Work required
Copy verbatim the rows below, from the line with "Task: pick out one point for each instance of the khaki" up to and including the line with "x=414, y=455".

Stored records
______
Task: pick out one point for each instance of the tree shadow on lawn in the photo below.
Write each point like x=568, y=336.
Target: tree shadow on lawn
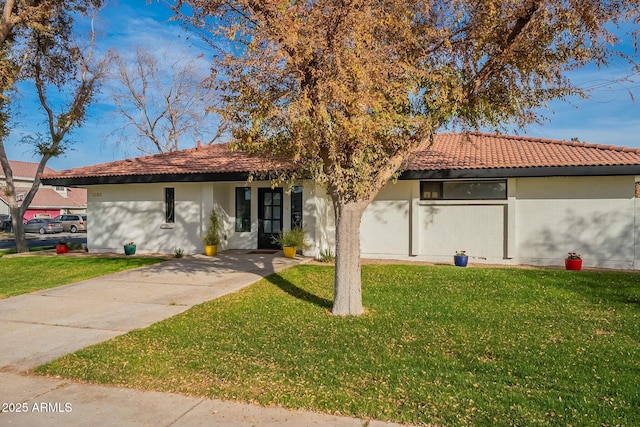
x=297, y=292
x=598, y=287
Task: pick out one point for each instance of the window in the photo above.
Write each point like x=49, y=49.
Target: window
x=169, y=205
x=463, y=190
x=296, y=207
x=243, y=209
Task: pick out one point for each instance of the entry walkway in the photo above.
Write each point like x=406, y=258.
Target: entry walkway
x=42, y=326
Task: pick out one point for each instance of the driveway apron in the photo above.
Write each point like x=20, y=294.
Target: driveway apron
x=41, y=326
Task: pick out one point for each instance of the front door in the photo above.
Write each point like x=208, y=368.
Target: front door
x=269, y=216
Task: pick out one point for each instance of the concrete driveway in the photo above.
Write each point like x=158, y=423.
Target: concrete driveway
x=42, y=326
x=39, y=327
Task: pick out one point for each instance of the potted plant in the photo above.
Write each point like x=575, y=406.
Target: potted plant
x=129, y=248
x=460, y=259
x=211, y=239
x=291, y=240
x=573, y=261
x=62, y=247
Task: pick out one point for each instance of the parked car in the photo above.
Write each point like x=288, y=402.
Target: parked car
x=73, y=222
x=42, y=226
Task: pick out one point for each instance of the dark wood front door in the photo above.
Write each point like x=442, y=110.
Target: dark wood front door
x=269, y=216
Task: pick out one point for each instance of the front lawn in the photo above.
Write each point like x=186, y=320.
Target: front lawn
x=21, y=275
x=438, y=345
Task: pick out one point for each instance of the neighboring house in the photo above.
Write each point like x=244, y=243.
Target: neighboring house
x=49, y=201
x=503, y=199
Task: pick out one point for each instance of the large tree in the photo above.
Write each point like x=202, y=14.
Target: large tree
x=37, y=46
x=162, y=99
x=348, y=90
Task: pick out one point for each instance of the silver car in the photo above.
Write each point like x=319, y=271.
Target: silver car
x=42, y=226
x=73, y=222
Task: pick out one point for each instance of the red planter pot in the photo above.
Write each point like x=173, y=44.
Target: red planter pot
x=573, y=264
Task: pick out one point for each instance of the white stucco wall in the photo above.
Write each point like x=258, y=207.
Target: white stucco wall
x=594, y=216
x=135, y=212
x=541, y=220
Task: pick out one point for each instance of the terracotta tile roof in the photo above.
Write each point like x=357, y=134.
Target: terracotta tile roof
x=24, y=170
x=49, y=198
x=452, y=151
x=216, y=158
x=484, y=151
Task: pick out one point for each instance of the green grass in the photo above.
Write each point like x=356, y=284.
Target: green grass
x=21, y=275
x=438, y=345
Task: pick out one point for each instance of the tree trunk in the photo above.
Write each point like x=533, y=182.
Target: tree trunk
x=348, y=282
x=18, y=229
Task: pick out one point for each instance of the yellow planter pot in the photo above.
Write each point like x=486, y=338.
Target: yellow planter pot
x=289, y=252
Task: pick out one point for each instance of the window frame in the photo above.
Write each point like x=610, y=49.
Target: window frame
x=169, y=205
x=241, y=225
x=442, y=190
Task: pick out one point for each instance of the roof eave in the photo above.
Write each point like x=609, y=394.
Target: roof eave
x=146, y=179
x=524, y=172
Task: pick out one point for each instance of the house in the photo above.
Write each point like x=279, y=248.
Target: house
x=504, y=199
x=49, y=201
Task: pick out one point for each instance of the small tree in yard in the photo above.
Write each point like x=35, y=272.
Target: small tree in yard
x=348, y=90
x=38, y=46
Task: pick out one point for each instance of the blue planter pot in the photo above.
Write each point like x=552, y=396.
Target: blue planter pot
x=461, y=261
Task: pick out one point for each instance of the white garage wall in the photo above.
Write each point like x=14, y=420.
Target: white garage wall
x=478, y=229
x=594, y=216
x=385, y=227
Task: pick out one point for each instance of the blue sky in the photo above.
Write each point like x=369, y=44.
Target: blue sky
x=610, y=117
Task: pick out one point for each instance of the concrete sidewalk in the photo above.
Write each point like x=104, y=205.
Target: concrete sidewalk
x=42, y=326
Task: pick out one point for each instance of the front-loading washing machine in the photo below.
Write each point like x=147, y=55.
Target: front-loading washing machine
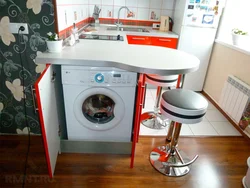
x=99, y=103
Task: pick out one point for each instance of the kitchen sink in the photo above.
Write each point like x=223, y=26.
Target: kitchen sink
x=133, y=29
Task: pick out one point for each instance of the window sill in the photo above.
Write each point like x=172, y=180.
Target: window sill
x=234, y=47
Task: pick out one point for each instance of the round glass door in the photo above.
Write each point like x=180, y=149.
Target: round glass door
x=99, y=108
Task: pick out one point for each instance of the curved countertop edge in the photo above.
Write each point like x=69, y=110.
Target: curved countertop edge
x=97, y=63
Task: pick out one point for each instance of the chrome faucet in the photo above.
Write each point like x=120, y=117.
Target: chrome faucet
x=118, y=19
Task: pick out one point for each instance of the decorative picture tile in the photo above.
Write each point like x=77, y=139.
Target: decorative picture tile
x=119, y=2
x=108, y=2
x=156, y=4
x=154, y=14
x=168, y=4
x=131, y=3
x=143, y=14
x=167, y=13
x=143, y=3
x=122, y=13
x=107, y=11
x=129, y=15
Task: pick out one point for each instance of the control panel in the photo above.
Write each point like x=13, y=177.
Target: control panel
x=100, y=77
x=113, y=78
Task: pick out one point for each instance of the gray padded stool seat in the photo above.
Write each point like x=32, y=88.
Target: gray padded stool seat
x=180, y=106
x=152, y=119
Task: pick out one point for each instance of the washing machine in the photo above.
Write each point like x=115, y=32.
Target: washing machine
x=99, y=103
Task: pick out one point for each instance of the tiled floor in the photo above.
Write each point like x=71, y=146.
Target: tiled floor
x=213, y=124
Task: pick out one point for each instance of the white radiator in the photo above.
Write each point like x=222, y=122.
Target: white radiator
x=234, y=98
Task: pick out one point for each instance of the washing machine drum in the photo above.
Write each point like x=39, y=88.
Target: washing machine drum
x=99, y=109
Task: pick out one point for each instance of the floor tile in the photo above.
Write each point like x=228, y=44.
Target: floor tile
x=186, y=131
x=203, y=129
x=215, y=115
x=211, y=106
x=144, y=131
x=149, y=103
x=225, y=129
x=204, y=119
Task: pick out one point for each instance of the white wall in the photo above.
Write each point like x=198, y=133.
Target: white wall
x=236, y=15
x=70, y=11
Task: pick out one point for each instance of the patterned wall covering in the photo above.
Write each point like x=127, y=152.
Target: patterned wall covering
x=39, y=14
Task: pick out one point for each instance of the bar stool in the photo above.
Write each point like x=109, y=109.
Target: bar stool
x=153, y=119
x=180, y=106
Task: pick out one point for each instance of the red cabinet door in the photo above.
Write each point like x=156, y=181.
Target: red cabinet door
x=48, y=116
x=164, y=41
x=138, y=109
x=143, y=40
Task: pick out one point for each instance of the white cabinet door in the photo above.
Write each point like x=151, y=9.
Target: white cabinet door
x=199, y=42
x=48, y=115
______
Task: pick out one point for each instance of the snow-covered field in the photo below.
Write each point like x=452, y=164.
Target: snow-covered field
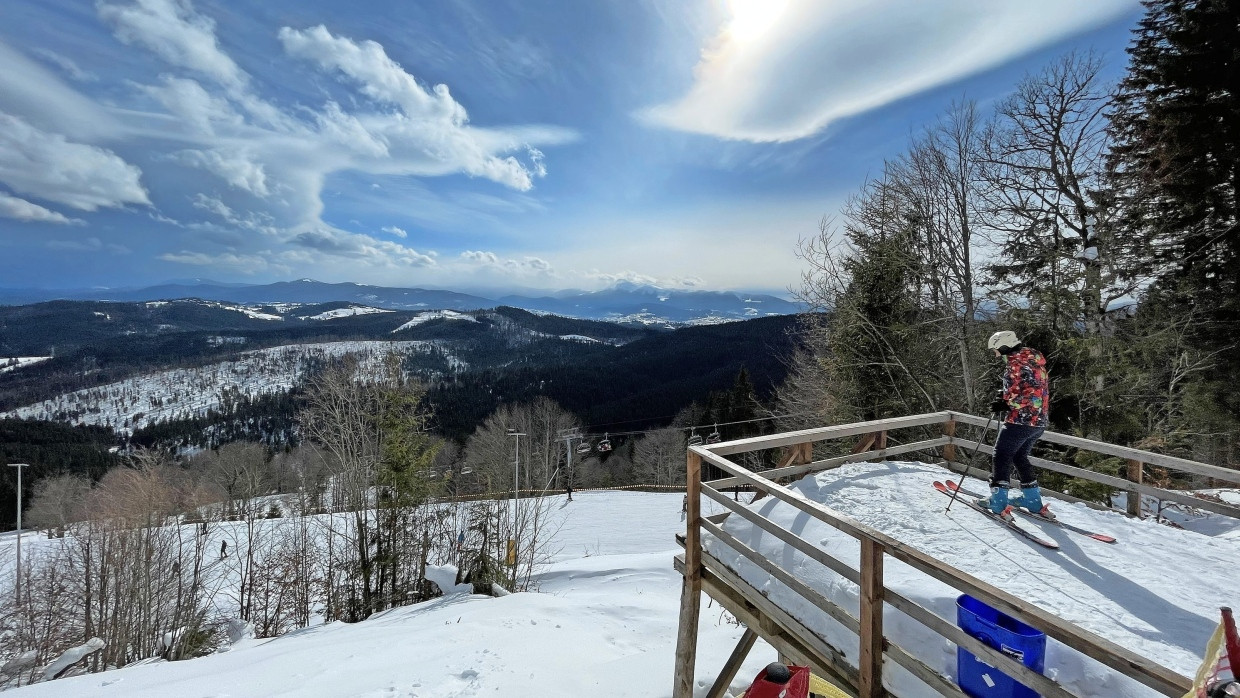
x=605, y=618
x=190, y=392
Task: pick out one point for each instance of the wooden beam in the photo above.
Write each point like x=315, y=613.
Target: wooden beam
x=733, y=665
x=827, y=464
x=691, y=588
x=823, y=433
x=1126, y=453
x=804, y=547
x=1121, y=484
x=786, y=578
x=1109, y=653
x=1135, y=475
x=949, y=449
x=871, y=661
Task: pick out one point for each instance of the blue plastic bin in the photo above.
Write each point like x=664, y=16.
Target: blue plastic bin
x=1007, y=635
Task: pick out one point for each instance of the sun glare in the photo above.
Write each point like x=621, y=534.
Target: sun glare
______
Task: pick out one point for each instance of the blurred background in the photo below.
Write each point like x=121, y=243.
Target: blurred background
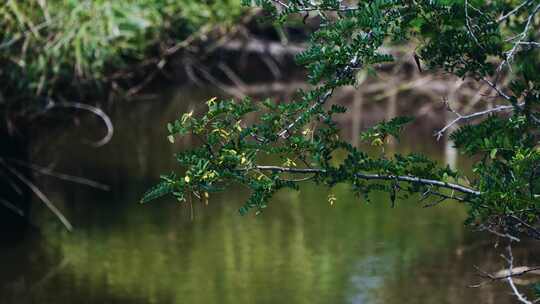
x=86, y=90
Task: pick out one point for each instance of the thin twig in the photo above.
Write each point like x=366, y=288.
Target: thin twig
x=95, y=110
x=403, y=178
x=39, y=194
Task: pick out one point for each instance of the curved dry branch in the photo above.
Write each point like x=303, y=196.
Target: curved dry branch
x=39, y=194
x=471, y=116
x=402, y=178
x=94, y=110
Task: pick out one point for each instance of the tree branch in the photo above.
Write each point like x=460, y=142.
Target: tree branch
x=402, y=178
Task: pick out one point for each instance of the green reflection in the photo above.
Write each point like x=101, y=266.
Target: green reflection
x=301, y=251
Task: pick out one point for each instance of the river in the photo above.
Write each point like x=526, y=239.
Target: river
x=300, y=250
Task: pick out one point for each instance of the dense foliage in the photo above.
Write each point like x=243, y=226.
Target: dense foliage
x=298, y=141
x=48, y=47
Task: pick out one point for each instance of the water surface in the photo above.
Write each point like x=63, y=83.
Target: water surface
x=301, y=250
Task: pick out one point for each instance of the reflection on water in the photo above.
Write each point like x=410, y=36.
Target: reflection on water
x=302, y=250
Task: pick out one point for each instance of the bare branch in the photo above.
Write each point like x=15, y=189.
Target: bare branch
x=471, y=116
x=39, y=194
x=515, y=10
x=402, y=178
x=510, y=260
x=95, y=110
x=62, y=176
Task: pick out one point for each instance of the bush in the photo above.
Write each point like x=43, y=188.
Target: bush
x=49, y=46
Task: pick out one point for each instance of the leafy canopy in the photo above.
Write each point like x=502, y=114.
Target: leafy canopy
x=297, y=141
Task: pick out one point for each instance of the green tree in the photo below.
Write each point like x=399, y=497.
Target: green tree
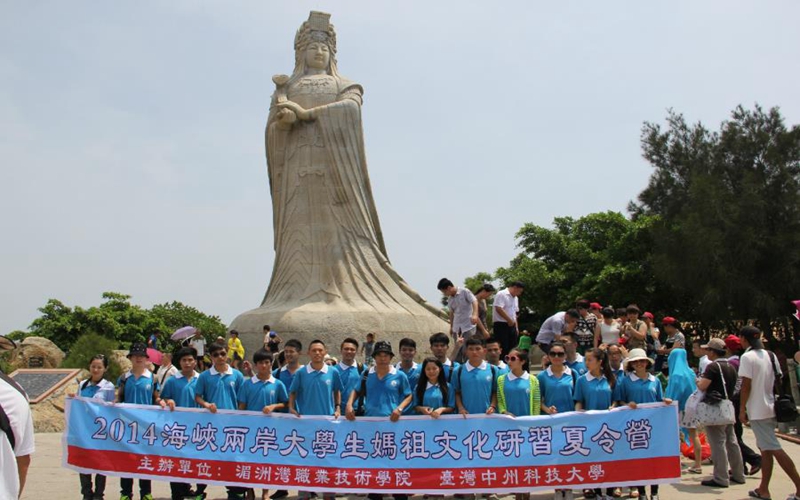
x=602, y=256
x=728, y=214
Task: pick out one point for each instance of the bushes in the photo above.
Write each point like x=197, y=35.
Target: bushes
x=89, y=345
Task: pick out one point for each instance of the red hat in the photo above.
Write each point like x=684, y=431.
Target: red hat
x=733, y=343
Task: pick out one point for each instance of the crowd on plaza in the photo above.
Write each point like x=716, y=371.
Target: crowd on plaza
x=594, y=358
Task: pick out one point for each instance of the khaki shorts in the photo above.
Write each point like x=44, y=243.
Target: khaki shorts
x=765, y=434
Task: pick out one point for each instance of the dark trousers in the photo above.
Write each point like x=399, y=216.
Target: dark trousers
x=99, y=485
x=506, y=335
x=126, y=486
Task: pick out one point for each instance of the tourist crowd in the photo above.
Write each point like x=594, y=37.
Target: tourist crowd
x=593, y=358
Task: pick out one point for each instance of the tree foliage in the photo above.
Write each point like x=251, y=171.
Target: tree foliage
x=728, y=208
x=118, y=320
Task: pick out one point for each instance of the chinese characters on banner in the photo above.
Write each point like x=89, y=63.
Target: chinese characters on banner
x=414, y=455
______
Problem solution
Task: pick out one point for each instance of the khaki shorts in the photo above.
Write each point like x=44, y=243.
Target: khaki shorts
x=765, y=434
Task: pick out one point for each instance of the dark trousers in the photo above.
Write each point like x=399, y=216.
Target: dark trousers
x=99, y=485
x=506, y=335
x=126, y=486
Task: pick out one point for each instance of the tourist crowd in the photo above.
Write each point like x=594, y=37.
Target: tourist crowd
x=593, y=358
Task: pick out one point for each instance of the tree foliage in the photo above.
Write each point like x=251, y=171.
Target: tree foliage
x=728, y=208
x=118, y=320
Task: pick out one point for each instance of the chinese characters on banner in the photo above.
Write each point like x=89, y=63.
Target: chinese characters on banner
x=414, y=455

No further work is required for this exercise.